┌─ DATA UNDER STUDY

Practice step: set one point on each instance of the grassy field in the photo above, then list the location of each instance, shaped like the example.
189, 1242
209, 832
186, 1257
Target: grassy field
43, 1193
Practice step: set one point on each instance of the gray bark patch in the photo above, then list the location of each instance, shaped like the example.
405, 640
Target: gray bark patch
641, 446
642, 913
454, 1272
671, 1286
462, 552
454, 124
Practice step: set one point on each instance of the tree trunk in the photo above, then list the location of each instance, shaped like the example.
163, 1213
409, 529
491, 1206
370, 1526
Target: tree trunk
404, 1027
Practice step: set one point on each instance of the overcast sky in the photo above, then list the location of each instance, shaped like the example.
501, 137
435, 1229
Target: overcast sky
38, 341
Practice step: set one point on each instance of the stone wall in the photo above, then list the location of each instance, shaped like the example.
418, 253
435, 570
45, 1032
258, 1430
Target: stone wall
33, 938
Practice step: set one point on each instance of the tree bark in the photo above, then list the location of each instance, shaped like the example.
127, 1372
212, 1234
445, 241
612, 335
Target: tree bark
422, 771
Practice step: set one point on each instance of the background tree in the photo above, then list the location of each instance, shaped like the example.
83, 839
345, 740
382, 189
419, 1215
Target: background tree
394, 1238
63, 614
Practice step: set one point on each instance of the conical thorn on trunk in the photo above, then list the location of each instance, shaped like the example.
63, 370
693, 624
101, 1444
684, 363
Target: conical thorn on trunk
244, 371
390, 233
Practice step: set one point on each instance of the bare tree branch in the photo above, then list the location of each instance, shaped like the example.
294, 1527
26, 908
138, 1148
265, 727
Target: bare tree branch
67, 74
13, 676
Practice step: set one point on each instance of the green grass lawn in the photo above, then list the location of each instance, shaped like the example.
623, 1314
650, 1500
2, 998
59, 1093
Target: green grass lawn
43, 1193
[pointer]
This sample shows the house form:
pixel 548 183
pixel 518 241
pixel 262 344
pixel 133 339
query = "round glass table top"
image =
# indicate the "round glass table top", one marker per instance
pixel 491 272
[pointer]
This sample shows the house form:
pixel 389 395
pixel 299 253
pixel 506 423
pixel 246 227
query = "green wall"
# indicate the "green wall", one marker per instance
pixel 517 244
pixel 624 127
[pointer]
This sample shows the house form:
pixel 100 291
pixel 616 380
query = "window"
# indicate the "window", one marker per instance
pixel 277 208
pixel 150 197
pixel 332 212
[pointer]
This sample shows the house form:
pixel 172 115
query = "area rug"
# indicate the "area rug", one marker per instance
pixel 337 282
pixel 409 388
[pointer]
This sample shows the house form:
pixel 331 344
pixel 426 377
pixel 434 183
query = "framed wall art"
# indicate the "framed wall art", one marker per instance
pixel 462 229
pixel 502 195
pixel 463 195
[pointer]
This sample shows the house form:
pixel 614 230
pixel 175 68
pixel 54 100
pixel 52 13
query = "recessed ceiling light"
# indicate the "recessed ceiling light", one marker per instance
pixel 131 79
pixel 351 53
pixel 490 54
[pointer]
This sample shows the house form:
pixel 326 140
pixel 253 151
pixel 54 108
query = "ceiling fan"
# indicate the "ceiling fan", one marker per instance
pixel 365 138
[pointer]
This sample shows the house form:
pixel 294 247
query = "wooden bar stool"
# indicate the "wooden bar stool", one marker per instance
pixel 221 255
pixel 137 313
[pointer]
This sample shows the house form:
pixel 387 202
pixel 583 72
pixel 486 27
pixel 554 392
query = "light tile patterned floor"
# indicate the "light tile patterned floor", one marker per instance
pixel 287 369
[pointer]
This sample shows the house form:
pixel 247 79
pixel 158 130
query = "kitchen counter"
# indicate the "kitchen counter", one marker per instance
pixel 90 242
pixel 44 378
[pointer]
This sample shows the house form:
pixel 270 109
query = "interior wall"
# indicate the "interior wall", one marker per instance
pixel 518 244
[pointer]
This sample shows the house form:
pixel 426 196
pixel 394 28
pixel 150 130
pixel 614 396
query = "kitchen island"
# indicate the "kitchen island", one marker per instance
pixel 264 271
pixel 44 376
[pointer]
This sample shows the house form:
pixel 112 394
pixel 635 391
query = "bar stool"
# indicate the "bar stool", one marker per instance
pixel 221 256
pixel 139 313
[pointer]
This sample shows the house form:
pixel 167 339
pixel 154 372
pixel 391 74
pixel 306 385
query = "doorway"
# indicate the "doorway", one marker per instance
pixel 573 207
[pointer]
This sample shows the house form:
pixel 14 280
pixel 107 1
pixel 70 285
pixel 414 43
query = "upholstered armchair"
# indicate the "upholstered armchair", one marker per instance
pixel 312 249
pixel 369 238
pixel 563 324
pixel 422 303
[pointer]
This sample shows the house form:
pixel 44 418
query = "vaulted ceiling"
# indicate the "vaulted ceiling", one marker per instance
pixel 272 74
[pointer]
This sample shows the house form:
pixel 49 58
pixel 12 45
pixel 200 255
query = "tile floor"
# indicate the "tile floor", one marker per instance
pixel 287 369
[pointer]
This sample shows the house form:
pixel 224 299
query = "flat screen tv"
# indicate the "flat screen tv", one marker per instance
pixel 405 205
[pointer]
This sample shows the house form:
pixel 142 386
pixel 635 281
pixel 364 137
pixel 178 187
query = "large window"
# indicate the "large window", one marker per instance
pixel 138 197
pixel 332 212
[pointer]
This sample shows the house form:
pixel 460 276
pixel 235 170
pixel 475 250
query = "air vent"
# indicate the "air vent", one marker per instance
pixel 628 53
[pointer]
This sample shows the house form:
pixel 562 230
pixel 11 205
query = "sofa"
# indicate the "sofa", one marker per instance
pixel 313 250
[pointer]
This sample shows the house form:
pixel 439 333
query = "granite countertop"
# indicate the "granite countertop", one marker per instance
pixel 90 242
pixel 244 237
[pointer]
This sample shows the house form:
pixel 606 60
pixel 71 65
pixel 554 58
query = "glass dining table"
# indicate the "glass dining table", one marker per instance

└─

▶ **AIM OF THE EXERCISE**: Take the entries above and transcribe them exactly as they stand.

▶ **OUTPUT FOR THIS TASK**:
Practice step: set one point on each instance of the grassy field in the photo above, then list the location of each instance, shaped like the example.
189, 1242
209, 832
186, 1257
Target: grassy field
43, 1193
Practice step: set one point on each instance of the gray bark patch in the photo above, then list the location of each instance, shaped like the example.
405, 640
Target: gray bark patch
641, 446
642, 913
454, 1272
671, 1286
462, 552
454, 124
Practice step: set one point on each instance of the tree trunk in the photo above, then list the location of each instance, shaped like the example.
163, 1213
409, 529
491, 1206
370, 1526
Target: tree trunk
404, 1027
Practice step: set one point on each instance of the overcast sky in the photo above, then list the location of each instance, shaped like the example.
501, 137
435, 1229
Target: overcast sky
38, 341
Practice step: set one point on each instance of the stone wall in the photo above, then list the location of each instance, shaped like the example.
418, 253
435, 570
45, 1032
258, 1430
Target: stone wall
33, 938
Practice step: set one point on each instance of the tree bark in the photo above, then list the location of each instance, shaped like the example.
127, 1372
212, 1234
445, 241
612, 335
Target: tree bark
422, 771
Practice step: set one point on each instance of the background tree in the photo above, then list the location of each instance, shaped like the example.
83, 839
345, 740
382, 189
419, 1215
Target: background tree
394, 1238
63, 614
Practice step: set one point on each instance of the conical thorn on trunk in the photo above, then list the location of each instance, shaped like the example.
63, 370
693, 624
101, 1444
684, 363
Target: conical thorn on trunk
244, 371
390, 233
Practice step: set one point on each instance of the bare tree branch in the photo above, then list the location of each instance, shaped like the example.
294, 1527
26, 908
138, 1148
265, 727
Target: bare tree branch
67, 74
13, 676
Practice step: set one point on each instance of the green grass lawn in the photo above, then list the location of each instance, shaped like the example.
623, 1314
650, 1500
2, 998
59, 1093
Target: green grass lawn
43, 1193
[pointer]
This sample shows the house form:
pixel 548 183
pixel 518 241
pixel 262 344
pixel 133 339
query = "round glass table top"
image =
# indicate the "round glass table top", one marker per instance
pixel 491 272
[pointer]
This sample shows the house form:
pixel 389 395
pixel 299 253
pixel 506 423
pixel 246 227
query = "green wall"
# indicate the "green wall", one marker per instance
pixel 517 244
pixel 624 127
[pointer]
This sample shows the house form:
pixel 100 291
pixel 616 380
query = "window"
# indicate the "window", one marker per instance
pixel 277 208
pixel 150 197
pixel 332 212
[pointer]
This sample shows the house form:
pixel 172 115
query = "area rug"
# indicate the "area rug", one marker per instance
pixel 337 282
pixel 409 388
[pointer]
This sample shows the house form:
pixel 331 344
pixel 426 377
pixel 434 183
query = "framed wall art"
# indicate the "framed wall art", one marker per instance
pixel 462 229
pixel 502 195
pixel 463 195
[pointer]
This sample shows the house form:
pixel 614 230
pixel 175 68
pixel 54 100
pixel 52 13
query = "recessed ceiling light"
# indicate the "recessed ceiling light", one marker per instance
pixel 131 79
pixel 351 53
pixel 490 54
[pointer]
This sample shows the house form:
pixel 326 140
pixel 253 151
pixel 54 108
query = "ceiling fan"
# indicate the "ceiling fan", one marker per instance
pixel 365 138
[pointer]
This sample shows the house form:
pixel 294 247
query = "wooden bar stool"
# indicate the "wooden bar stool", one marker per instance
pixel 221 255
pixel 137 313
[pointer]
This sample shows the house form:
pixel 387 202
pixel 583 72
pixel 486 27
pixel 554 392
query = "light tile patterned floor"
# indicate the "light tile patterned floor", one marker per instance
pixel 287 369
[pointer]
This sample shows the house form:
pixel 247 79
pixel 158 130
query = "kitchen counter"
# indicate the "kitchen counter", one marker per instance
pixel 90 242
pixel 44 378
[pointer]
This sample shows the house form:
pixel 270 109
query = "interior wall"
# indicate the "interior wall", one marker per instance
pixel 518 244
[pointer]
This sample shows the house form:
pixel 426 196
pixel 394 28
pixel 150 130
pixel 614 396
query = "kitchen island"
# indicate the "kitchen island", one marker per instance
pixel 264 271
pixel 44 376
[pointer]
This sample shows the house form:
pixel 112 394
pixel 635 391
query = "bar stool"
# indicate the "bar stool", one marker per instance
pixel 221 256
pixel 139 313
[pointer]
This sample shows the house form:
pixel 167 339
pixel 154 372
pixel 391 74
pixel 306 385
query = "doorway"
# indicate the "doorway", one marker per instance
pixel 573 207
[pointer]
This sample shows the house form:
pixel 14 280
pixel 107 1
pixel 70 285
pixel 414 43
query = "upholstered armchair"
# indicate the "upholstered armchair", one marker per instance
pixel 312 249
pixel 369 238
pixel 563 324
pixel 422 303
[pointer]
This sample shows the house form:
pixel 44 418
query = "vaulted ceiling"
# indicate the "vaulted ceiling", one marker per instance
pixel 272 74
[pointer]
This sample shows the house form:
pixel 49 58
pixel 12 45
pixel 200 255
query = "tile floor"
# indicate the "tile floor", one marker per instance
pixel 287 369
[pointer]
This sample shows the house form:
pixel 224 299
query = "flat screen tv"
# indicate the "flat screen tv", one marker per instance
pixel 405 205
[pointer]
This sample shows the house form:
pixel 142 386
pixel 635 281
pixel 364 137
pixel 178 187
query = "large window"
# indicate the "large window", one marker per instance
pixel 138 197
pixel 332 212
[pointer]
This sample shows the house form:
pixel 460 276
pixel 235 170
pixel 475 250
query = "air vent"
# indicate the "air vent", one marker per instance
pixel 628 53
[pointer]
This sample shows the house form:
pixel 562 230
pixel 11 205
query = "sofa"
# indicate the "sofa", one marker per instance
pixel 313 250
[pointer]
This sample shows the house form:
pixel 439 333
query = "granite countertop"
# indicate the "granite countertop", one marker per instance
pixel 90 242
pixel 244 237
[pointer]
This sample shows the house form:
pixel 606 60
pixel 71 65
pixel 554 58
query = "glass dining table"
# indicate the "glass dining table", one marker per instance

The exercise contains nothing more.